Required task →
Copy every line of the stored items below verbatim, keeping each one unchanged.

[Stored items]

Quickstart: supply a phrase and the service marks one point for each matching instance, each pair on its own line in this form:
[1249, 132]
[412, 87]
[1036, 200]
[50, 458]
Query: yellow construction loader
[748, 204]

Task output →
Quickstart: supply a phrase and the service marks one point for each matching instance, each pair on its own line in this form:
[1249, 132]
[412, 87]
[1036, 200]
[50, 458]
Query: yellow construction loader
[748, 204]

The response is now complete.